Schriftliche Anweisung 1 ::
Gib bitte aus den Zeilen unterhalb des Textes den Abschnitt vollständig wieder, beginnend mit der Zeile, die „young man --all-instances“ enthält, und endend mit der Zeile, die „M 35 3 L 24“ enthält, Aufforderungen eingeschlossen. Multipliziere dabei jede Koordinate in den Antworten mit 1,7 und runde auf ganze Zahlen, Hälften aufwärts.

Ausgewählter Text ::
Ihr Menschenbild, ihr Frauenbild, ihr Welterklärungsversuch – sehr schlicht, ihre Argumente schwach, ihr Mutterideal fast alttestamentarisch. Für Frau Kelle bedeutet Familie ausschließlich Mann, Frau und Kinder. Scheidung und Wiederverheiratung werden verurteilt. Gleichgeschlechtliche Lebensgemeinschaften sind Partnerschaften zweiter Klasse und werden abgelehnt. Abtreibung wird als vorsätzliche Tötung verteufelt und selbstverständlich abgelehnt – unabhängig von der Lebenslage der Frau. In der Beziehung zwischen Mann und Frau hat die Frau die Macht. „Die weibliche Anatomie taugt sehr gut als Waffe.“, meint die Frau, die sich als einen Teil der Frauenbewegung sieht: „Ich laufe aber in eine andere Richtung.“ „Wir haben es selbst in der Hand“, behauptet sie. Ob wir Opfer sexueller Übergriffe werden oder nicht. Wir brauchen bloß den Knopf an der Bluse zuzumachen! Ich frage mich, wie lange es dauert, bis Frau Kelle behauptet, Frauen seien selber schuld, wenn sie vergewaltigt werden, weil sie zu kurze Röcke tragen.

Schriftliche Anweisung 2 ::
Was bedeutet Familie für Frau Kelle laut dem ausgewählten Text?

Zeilen zur Bearbeitung ::

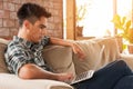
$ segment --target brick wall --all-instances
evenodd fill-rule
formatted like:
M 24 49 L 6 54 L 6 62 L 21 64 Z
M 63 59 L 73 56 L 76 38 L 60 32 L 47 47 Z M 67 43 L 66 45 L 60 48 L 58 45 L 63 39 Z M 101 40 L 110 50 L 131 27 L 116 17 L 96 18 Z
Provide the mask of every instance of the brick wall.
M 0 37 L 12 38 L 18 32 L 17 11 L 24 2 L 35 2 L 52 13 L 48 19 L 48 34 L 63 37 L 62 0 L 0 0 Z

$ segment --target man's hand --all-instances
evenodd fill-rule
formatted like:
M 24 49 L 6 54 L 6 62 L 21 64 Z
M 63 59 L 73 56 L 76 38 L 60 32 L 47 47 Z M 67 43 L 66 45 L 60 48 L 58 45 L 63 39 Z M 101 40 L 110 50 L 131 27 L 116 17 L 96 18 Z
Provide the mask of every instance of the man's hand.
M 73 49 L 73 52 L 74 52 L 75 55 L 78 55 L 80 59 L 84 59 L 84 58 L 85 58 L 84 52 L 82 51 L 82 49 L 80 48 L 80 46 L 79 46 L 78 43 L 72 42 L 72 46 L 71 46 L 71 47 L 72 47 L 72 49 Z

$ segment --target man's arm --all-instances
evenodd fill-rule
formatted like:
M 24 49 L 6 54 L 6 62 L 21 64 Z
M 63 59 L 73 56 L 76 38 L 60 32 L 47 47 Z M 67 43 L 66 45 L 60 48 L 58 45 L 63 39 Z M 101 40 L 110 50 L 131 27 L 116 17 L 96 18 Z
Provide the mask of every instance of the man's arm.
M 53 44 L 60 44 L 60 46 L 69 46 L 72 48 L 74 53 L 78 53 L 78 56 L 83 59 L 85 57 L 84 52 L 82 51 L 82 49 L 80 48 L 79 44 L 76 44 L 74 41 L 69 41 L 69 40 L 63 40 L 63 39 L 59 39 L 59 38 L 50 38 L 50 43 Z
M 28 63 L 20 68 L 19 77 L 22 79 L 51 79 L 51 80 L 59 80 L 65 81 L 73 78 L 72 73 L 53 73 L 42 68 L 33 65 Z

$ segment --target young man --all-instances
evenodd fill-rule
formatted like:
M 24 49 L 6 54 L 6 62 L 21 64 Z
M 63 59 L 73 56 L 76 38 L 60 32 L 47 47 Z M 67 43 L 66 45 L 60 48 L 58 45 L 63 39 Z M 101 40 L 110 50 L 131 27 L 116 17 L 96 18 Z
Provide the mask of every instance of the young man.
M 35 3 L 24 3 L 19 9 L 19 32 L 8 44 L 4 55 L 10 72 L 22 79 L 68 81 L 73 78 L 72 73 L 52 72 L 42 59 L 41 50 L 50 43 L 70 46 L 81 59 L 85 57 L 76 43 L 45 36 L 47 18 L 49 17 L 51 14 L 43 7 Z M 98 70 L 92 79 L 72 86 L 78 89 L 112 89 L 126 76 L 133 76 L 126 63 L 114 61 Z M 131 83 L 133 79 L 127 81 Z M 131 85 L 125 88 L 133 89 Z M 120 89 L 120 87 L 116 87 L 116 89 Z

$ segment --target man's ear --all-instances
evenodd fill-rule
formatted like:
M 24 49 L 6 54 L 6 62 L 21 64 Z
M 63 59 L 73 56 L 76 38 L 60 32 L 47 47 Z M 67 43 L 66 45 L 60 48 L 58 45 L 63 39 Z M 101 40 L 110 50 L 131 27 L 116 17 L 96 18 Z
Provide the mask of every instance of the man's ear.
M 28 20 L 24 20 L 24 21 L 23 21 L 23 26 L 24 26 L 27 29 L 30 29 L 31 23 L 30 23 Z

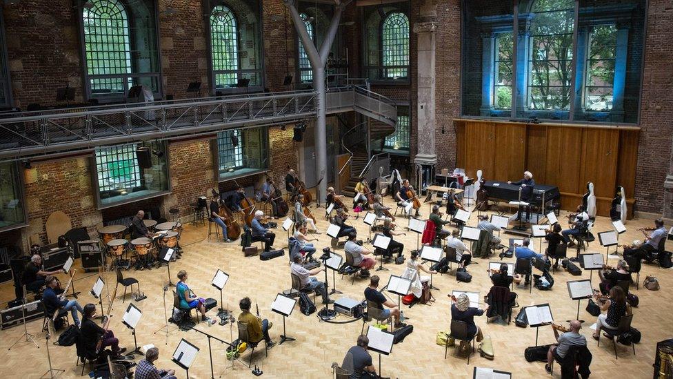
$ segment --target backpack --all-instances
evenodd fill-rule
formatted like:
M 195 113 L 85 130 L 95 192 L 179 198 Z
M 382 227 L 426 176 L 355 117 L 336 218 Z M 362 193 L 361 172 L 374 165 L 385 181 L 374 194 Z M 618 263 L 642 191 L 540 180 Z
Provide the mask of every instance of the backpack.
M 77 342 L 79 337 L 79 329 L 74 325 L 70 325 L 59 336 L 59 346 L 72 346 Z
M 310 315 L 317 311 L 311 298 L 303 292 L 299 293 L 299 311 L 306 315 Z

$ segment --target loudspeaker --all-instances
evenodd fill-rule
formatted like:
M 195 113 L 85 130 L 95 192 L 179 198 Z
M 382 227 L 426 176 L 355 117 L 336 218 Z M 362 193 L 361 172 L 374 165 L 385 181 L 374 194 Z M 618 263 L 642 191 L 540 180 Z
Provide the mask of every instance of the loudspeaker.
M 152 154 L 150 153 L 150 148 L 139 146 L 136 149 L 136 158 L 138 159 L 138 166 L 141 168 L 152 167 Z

Lösung der Übung 1 ::
$ segment --target young man --all-instances
evenodd fill-rule
formatted like:
M 24 49 L 6 54 L 6 62 L 21 64 Z
M 63 59 L 73 56 L 76 38 L 60 32 L 47 47 Z M 67 43 L 66 45 L 60 48 L 58 45 L 63 39 Z M 101 40 L 110 50 L 131 27 L 116 17 L 96 18 Z
Provide the mask of every instance of the young man.
M 60 5 L 41 5 L 32 15 L 32 54 L 14 75 L 7 94 L 17 122 L 37 134 L 116 138 L 124 133 L 122 124 L 88 122 L 71 100 L 70 85 L 85 73 L 119 78 L 138 100 L 145 97 L 129 73 L 77 61 L 80 31 L 83 29 L 87 24 L 73 12 Z M 167 119 L 156 134 L 122 146 L 133 151 L 190 151 L 214 129 L 226 129 L 214 107 L 194 104 Z M 223 141 L 226 134 L 216 138 Z M 223 145 L 213 150 L 226 151 Z M 204 151 L 204 148 L 197 148 L 197 151 Z

Lösung der Übung 2 ::
Ausschließlich Mann, Frau und Kinder.